THE PROBLEM: Convert the stretch of the listing below, from the line containing "Where can the suv licence" through the line containing "<point>1147,537</point>", into a Markdown table with the columns Row and Line. Number each line in order and leave out blank lines.

SUPPLIED DATA:
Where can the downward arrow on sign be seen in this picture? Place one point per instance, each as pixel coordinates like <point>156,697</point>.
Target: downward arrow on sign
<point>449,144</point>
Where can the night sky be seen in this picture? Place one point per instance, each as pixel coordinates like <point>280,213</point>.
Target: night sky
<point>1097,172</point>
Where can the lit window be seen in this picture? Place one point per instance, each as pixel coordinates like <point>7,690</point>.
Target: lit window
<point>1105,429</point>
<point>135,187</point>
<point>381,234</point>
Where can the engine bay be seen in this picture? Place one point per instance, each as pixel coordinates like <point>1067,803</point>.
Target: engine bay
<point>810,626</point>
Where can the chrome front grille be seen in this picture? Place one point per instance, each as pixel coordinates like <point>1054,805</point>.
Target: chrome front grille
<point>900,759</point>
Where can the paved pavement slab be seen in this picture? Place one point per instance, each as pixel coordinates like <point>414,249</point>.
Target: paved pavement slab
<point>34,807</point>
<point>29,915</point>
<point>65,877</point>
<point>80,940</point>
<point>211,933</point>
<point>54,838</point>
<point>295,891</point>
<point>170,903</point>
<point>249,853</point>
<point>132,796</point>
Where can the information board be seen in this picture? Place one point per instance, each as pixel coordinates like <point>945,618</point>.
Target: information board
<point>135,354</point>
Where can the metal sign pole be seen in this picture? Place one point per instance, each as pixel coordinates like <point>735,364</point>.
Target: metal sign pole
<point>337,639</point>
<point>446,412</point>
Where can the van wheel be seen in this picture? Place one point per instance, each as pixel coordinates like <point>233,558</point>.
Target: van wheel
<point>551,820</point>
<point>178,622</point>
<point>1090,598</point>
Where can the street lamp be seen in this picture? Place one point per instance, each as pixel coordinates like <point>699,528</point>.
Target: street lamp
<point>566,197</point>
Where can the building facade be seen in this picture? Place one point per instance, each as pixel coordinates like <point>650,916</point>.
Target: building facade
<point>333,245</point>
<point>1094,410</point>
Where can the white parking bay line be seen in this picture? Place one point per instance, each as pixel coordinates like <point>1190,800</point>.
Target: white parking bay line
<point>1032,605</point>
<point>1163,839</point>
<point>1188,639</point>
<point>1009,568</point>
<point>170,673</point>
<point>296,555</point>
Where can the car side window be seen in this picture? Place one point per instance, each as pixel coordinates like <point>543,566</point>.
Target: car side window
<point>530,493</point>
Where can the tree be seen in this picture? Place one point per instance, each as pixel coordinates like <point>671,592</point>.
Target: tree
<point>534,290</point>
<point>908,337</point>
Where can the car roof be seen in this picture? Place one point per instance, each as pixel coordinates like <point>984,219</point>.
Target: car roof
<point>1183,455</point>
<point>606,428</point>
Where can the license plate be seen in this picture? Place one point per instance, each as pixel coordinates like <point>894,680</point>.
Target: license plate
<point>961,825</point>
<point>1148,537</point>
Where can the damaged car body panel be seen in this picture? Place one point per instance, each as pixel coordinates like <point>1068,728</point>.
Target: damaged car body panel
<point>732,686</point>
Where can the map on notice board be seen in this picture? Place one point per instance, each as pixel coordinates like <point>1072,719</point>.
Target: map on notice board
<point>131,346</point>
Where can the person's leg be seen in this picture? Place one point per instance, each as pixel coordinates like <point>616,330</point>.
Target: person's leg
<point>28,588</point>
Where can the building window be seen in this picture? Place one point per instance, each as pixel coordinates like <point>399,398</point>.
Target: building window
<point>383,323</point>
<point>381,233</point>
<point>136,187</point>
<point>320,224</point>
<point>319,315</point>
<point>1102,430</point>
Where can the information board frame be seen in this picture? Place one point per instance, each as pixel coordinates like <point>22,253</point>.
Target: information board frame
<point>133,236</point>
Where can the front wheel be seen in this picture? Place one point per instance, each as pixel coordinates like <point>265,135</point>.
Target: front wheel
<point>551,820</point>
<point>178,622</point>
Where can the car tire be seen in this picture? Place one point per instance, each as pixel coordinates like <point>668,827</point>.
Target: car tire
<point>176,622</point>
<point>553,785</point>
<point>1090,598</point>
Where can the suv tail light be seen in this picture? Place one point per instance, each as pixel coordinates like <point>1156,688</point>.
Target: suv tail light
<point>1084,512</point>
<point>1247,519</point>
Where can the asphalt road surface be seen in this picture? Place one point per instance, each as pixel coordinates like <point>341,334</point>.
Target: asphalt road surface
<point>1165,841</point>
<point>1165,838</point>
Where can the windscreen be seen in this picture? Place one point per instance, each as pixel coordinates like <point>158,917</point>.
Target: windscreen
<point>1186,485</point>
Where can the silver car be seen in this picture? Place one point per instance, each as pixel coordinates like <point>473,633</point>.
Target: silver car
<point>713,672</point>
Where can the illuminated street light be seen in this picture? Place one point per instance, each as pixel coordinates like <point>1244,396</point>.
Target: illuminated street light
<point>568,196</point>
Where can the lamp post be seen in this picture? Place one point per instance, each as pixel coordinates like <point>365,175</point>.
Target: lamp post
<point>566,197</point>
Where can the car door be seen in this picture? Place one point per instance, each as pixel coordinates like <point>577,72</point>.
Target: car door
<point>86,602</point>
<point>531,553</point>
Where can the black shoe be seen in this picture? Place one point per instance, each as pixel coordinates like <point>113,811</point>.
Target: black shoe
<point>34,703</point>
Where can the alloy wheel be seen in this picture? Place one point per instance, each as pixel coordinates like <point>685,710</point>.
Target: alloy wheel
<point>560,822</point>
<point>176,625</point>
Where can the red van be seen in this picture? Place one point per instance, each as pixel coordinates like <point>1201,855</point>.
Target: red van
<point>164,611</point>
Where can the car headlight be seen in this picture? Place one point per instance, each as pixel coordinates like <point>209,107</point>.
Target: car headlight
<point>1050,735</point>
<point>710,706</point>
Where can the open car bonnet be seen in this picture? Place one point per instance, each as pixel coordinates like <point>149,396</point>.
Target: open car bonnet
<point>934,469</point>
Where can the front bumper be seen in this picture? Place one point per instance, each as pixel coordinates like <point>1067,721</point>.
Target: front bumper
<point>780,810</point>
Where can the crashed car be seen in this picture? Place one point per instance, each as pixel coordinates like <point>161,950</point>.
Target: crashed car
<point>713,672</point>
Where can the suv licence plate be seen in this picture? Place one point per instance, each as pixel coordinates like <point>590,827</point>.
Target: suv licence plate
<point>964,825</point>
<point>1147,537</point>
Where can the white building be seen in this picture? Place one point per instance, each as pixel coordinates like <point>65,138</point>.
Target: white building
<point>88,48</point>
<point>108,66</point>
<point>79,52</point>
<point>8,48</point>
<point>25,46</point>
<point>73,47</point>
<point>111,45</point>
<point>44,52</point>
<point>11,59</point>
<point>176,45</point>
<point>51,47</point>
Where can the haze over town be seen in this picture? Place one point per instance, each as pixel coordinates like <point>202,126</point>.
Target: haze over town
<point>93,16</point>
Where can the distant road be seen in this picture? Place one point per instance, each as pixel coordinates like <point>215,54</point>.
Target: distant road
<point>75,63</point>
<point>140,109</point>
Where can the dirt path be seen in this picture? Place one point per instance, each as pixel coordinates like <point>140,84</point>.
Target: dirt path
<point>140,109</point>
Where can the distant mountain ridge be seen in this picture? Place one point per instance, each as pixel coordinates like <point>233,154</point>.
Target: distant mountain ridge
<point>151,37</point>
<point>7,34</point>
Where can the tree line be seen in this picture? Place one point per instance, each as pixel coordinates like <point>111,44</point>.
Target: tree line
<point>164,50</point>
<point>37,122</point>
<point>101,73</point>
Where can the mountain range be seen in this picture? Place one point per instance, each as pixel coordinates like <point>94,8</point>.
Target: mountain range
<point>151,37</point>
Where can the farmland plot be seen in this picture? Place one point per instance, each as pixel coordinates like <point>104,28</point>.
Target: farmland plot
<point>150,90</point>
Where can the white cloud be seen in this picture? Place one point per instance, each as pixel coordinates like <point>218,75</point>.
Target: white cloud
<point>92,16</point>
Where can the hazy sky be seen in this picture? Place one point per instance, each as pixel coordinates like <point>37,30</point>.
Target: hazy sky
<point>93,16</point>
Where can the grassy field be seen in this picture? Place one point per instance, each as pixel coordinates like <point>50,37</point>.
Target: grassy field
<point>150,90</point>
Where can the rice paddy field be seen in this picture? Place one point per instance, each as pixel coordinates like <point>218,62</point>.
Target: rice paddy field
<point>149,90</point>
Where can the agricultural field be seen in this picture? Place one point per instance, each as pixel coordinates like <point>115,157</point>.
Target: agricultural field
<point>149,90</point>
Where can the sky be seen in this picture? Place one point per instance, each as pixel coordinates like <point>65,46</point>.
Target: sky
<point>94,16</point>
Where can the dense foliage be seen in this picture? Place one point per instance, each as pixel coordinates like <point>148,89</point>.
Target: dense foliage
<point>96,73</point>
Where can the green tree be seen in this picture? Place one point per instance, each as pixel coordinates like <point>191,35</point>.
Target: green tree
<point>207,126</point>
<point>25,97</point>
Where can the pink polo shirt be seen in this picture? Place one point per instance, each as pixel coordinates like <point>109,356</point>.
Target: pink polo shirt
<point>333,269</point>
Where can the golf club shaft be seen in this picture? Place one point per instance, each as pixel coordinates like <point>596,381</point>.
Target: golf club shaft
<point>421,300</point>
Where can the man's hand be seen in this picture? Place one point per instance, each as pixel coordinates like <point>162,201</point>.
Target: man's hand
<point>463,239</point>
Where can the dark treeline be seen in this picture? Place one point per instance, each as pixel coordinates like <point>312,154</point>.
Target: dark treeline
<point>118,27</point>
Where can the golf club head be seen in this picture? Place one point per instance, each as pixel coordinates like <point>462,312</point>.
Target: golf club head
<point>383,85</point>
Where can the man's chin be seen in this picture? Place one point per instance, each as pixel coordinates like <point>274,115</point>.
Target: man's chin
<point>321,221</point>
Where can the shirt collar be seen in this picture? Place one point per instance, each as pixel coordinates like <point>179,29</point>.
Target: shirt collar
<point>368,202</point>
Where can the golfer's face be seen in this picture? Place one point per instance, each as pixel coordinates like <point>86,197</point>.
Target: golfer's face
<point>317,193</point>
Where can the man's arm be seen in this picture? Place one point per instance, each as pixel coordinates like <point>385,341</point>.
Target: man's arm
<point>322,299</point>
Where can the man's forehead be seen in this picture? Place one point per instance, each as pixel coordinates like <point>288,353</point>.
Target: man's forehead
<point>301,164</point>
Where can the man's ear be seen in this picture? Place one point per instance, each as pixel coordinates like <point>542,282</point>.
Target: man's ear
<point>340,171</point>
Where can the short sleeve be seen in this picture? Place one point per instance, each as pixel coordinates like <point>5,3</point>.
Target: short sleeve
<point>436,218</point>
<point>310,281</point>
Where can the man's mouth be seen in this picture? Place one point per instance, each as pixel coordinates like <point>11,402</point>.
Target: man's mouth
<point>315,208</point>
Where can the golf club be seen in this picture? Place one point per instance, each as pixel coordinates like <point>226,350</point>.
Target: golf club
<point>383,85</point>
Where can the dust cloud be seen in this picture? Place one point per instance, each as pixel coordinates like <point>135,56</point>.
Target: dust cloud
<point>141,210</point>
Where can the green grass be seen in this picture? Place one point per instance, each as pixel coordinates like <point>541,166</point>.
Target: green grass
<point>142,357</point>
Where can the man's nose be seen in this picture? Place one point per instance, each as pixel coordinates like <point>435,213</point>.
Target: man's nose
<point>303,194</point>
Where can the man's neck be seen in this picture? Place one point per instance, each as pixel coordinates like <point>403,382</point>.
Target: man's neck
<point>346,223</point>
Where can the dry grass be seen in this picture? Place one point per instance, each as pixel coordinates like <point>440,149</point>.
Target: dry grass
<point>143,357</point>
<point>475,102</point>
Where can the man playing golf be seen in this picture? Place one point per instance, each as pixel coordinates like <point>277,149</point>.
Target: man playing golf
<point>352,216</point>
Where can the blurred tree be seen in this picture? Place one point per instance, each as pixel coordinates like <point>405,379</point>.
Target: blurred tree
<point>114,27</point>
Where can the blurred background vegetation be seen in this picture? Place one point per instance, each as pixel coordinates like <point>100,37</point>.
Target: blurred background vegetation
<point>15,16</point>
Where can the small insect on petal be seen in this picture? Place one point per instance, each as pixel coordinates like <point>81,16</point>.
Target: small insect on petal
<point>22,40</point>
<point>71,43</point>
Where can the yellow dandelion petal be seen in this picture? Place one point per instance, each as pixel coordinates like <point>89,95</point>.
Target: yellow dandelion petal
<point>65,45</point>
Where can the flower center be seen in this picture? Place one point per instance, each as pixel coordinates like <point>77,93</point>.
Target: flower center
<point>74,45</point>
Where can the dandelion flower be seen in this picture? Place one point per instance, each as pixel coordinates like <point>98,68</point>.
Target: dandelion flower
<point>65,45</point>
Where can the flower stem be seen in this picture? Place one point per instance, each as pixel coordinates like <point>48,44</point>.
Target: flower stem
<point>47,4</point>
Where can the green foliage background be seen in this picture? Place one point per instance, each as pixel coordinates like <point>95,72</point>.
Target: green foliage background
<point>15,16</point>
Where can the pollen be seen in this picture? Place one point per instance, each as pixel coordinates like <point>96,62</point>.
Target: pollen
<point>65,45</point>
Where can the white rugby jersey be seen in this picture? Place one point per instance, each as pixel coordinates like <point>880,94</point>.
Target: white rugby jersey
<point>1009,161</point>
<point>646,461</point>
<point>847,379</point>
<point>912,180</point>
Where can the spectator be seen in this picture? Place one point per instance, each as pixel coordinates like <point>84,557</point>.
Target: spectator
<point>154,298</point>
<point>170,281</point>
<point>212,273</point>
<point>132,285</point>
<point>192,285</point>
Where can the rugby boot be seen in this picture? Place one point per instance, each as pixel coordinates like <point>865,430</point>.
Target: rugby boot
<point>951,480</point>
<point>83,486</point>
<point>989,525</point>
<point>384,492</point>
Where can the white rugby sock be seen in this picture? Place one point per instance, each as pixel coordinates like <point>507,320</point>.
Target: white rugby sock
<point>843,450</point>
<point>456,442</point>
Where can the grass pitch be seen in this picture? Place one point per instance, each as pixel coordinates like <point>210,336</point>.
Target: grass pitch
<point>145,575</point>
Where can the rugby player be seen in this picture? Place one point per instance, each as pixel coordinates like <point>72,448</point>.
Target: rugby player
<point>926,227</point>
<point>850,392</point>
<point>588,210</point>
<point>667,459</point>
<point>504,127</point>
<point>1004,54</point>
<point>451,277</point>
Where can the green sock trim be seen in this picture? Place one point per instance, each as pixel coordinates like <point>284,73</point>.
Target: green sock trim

WORKED ANSWER:
| Row | Line |
|---|---|
| 1 | Where can the suv licence plate be seen in this picture? Place one point per instance, each as pixel coordinates like <point>590,827</point>. |
| 2 | Target: suv licence plate |
| 3 | <point>964,825</point> |
| 4 | <point>1147,537</point> |